(Dataset rows)
____

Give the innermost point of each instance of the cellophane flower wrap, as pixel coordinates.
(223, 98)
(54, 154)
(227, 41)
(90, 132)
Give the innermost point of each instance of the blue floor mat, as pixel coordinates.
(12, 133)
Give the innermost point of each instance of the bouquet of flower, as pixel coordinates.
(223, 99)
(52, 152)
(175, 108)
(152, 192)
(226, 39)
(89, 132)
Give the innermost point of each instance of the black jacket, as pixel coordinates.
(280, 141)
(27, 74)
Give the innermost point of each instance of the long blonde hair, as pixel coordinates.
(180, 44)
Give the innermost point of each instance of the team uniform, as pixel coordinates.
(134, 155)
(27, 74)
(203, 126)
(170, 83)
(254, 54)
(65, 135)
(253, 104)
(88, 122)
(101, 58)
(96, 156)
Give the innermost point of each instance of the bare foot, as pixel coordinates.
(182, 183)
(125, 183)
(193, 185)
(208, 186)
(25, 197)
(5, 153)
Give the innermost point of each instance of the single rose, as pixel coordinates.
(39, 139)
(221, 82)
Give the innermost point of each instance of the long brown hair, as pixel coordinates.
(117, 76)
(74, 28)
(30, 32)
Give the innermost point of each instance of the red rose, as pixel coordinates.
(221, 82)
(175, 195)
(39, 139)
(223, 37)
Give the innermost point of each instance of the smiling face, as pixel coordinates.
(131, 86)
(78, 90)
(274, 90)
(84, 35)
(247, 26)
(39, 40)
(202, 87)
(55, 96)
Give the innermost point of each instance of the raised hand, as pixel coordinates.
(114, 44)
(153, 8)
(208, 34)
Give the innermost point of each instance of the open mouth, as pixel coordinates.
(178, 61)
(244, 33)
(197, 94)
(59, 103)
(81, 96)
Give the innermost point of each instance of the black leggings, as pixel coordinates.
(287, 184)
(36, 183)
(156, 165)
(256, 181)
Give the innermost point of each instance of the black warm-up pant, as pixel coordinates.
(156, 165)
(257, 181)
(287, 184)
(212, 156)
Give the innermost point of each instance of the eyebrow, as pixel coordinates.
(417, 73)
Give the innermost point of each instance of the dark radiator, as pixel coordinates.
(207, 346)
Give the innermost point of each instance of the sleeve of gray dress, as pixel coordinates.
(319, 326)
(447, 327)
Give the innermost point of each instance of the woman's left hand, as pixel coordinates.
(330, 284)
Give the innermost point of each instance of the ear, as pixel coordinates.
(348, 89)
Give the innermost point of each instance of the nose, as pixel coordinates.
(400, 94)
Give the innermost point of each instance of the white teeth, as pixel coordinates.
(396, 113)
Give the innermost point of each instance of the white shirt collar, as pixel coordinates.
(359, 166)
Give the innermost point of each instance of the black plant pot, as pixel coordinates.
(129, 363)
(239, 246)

____

* _REQUEST_: Can you format the part of the listing that opens with the line containing "Give the innermost point of each instance of the eyebrow, as" and runs through the end of the listing as a Markdown table with the columns "Row" and "Line", skipping any blank lines?

* _WORKED SOLUTION_:
| Row | Line |
|---|---|
| 1 | Give the innermost point of each instance of the eyebrow, as pixel coordinates. |
| 2 | (417, 73) |
| 3 | Give the innermost point of each instance of the dark radiator, as pixel coordinates. |
| 4 | (207, 346) |
| 5 | Give the innermost point of each instance of the sleeve of gray dress, as pixel coordinates. |
| 6 | (319, 326) |
| 7 | (447, 327) |
| 8 | Give the innermost point of each instance of the woman's left hand, as pixel coordinates. |
| 9 | (330, 284) |
| 10 | Give the innermost point of each instance of the ear, as pixel coordinates. |
| 11 | (348, 89) |
| 12 | Give the innermost point of each instance of the nose, as pixel coordinates. |
| 13 | (400, 94) |
| 14 | Give the innermost point of each instance of the white teeth, as pixel coordinates. |
| 15 | (396, 113) |
| 16 | Give the innermost point of each instance of the white shirt collar, as pixel coordinates. |
| 17 | (359, 166) |
| 18 | Give the innermost point of each instance of the black plant pot, as pixel coordinates. |
| 19 | (129, 363) |
| 20 | (239, 246) |